- _Information provided_:

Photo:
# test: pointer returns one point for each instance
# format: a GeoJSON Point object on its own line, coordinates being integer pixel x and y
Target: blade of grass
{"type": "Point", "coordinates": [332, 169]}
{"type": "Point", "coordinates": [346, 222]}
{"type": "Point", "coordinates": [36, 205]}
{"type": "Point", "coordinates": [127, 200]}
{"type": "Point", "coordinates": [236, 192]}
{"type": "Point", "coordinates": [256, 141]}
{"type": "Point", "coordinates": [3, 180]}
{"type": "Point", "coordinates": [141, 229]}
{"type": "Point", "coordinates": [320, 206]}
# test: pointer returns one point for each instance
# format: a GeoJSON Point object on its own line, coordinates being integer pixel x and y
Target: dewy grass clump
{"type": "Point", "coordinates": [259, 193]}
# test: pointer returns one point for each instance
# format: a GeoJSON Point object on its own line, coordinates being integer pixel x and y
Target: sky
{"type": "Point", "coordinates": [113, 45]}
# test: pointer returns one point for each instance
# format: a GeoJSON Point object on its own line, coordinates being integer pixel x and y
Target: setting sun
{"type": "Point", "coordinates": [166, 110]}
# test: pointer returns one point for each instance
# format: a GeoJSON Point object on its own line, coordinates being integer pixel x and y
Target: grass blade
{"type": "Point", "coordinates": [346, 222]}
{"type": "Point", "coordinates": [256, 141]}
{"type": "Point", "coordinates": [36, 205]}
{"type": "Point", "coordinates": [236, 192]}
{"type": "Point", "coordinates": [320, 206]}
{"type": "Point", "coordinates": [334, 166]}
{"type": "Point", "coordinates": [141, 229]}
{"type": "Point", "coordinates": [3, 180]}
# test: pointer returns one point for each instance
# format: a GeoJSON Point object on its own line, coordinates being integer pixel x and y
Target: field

- _Your task_: Each record above needs to be given again exactly as written.

- _Output_:
Photo:
# test: pointer returns one point for each instance
# format: a GeoJSON Point object on its own line, coordinates being integer pixel x and y
Target: blade of grass
{"type": "Point", "coordinates": [332, 169]}
{"type": "Point", "coordinates": [346, 222]}
{"type": "Point", "coordinates": [36, 205]}
{"type": "Point", "coordinates": [127, 200]}
{"type": "Point", "coordinates": [236, 192]}
{"type": "Point", "coordinates": [256, 141]}
{"type": "Point", "coordinates": [3, 180]}
{"type": "Point", "coordinates": [141, 229]}
{"type": "Point", "coordinates": [320, 206]}
# test: pointer returns one point for each instance
# format: a GeoJSON Point object on its own line, coordinates being integer pixel x and y
Target: dewy grass clump
{"type": "Point", "coordinates": [259, 193]}
# test: pointer returns one point for each instance
# format: a GeoJSON Point object on its own line, coordinates being integer pixel x and y
Target: sky
{"type": "Point", "coordinates": [113, 45]}
# test: pointer returns one point for each instance
# format: a GeoJSON Point object on its own line, coordinates being integer pixel x and y
Target: setting sun
{"type": "Point", "coordinates": [166, 110]}
# test: pointer returns one point for each instance
# format: a GeoJSON Point object on its own line, coordinates being integer pixel x and y
Target: grass blade
{"type": "Point", "coordinates": [346, 222]}
{"type": "Point", "coordinates": [256, 141]}
{"type": "Point", "coordinates": [36, 205]}
{"type": "Point", "coordinates": [236, 192]}
{"type": "Point", "coordinates": [320, 206]}
{"type": "Point", "coordinates": [334, 166]}
{"type": "Point", "coordinates": [141, 229]}
{"type": "Point", "coordinates": [3, 180]}
# test: pointer returns one point for each instance
# format: a GeoJSON Point object on its own line, coordinates being integer pixel x and y
Target: field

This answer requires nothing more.